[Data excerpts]

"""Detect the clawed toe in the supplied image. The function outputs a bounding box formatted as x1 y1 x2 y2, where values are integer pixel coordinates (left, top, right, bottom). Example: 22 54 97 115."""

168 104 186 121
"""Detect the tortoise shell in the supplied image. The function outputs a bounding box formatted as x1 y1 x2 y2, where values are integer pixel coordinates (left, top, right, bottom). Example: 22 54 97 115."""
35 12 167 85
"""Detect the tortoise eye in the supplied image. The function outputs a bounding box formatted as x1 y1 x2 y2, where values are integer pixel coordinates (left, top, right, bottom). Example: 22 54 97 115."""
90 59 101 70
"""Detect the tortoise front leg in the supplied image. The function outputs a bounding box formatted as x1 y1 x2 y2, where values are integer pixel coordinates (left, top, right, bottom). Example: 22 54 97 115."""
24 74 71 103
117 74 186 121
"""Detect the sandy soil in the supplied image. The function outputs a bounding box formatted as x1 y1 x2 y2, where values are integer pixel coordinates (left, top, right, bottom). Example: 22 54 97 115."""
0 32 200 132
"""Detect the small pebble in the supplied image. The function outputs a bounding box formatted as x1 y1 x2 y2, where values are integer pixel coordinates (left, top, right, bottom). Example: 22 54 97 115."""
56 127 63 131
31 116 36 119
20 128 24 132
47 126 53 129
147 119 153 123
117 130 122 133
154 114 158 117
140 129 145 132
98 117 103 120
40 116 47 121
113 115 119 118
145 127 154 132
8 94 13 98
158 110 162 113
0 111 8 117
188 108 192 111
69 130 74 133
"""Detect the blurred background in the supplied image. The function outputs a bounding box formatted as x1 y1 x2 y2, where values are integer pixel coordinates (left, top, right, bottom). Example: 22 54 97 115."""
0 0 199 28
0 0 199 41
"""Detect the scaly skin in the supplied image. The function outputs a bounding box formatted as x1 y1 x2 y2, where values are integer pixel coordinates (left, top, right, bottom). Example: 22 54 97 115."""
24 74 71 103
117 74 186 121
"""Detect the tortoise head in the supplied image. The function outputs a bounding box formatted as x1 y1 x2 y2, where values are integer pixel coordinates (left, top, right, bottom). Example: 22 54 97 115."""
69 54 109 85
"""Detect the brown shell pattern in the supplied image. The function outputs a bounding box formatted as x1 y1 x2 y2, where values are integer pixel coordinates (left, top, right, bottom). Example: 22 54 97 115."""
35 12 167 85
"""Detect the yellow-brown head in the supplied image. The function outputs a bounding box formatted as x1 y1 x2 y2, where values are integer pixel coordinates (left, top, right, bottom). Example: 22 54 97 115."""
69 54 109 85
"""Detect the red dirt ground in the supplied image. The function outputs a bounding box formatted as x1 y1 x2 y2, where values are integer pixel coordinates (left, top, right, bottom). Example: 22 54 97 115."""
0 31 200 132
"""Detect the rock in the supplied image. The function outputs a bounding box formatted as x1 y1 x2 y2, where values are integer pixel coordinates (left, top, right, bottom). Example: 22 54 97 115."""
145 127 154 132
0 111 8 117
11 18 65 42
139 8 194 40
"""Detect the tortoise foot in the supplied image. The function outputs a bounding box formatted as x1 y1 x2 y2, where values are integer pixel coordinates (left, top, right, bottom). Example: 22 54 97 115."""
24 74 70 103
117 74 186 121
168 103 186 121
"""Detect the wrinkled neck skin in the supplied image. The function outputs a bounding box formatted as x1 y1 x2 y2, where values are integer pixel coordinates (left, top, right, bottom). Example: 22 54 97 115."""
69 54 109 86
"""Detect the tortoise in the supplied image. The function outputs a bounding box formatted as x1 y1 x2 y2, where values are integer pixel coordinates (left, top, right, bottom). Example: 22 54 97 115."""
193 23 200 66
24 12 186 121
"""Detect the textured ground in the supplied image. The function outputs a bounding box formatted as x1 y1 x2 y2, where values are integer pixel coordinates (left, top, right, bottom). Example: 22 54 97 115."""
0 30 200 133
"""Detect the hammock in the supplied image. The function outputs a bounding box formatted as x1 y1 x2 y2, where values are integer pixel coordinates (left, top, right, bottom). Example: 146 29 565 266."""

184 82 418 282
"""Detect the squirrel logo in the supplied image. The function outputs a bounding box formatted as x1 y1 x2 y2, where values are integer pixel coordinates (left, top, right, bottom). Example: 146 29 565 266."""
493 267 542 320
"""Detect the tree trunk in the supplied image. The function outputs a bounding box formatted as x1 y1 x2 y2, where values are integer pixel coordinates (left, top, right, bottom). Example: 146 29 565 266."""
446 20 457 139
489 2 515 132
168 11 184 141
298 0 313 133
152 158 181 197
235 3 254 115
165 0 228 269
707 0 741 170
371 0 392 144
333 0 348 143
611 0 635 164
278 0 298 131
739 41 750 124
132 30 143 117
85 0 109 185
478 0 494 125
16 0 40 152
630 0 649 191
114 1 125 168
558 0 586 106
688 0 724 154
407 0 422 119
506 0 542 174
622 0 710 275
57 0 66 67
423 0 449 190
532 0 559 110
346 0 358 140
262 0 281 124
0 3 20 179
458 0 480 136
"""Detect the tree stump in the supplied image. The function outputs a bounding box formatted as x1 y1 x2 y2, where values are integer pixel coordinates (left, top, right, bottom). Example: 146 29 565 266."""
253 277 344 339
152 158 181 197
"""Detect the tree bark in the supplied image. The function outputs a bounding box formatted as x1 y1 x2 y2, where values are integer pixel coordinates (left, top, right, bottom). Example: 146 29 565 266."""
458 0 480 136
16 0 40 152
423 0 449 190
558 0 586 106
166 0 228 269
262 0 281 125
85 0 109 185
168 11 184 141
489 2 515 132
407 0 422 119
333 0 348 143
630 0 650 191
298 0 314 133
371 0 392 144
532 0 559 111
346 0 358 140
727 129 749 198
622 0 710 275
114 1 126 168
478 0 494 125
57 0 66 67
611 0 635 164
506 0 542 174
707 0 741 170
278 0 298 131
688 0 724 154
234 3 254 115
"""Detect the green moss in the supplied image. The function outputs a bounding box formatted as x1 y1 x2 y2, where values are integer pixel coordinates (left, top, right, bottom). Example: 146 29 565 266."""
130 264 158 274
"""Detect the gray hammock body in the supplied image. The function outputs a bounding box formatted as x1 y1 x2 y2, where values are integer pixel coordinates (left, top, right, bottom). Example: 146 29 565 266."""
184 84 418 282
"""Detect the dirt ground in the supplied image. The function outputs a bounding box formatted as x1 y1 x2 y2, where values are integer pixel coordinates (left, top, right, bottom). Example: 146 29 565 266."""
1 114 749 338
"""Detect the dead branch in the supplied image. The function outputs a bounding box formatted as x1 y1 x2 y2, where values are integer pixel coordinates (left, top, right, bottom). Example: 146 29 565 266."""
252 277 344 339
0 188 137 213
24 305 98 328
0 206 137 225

● What needs to be done: Repeat word for word from the line holding "the dead branch" down to the last line above, including both.

● Your solution:
"""Detect the dead branch in the supplied image. The function outputs a bounding box formatted as x1 y1 x2 y2, where values are integer pixel coordinates (left, top, right, bottom). Example: 146 29 565 266."""
252 277 344 339
0 188 137 213
24 305 98 328
0 206 137 225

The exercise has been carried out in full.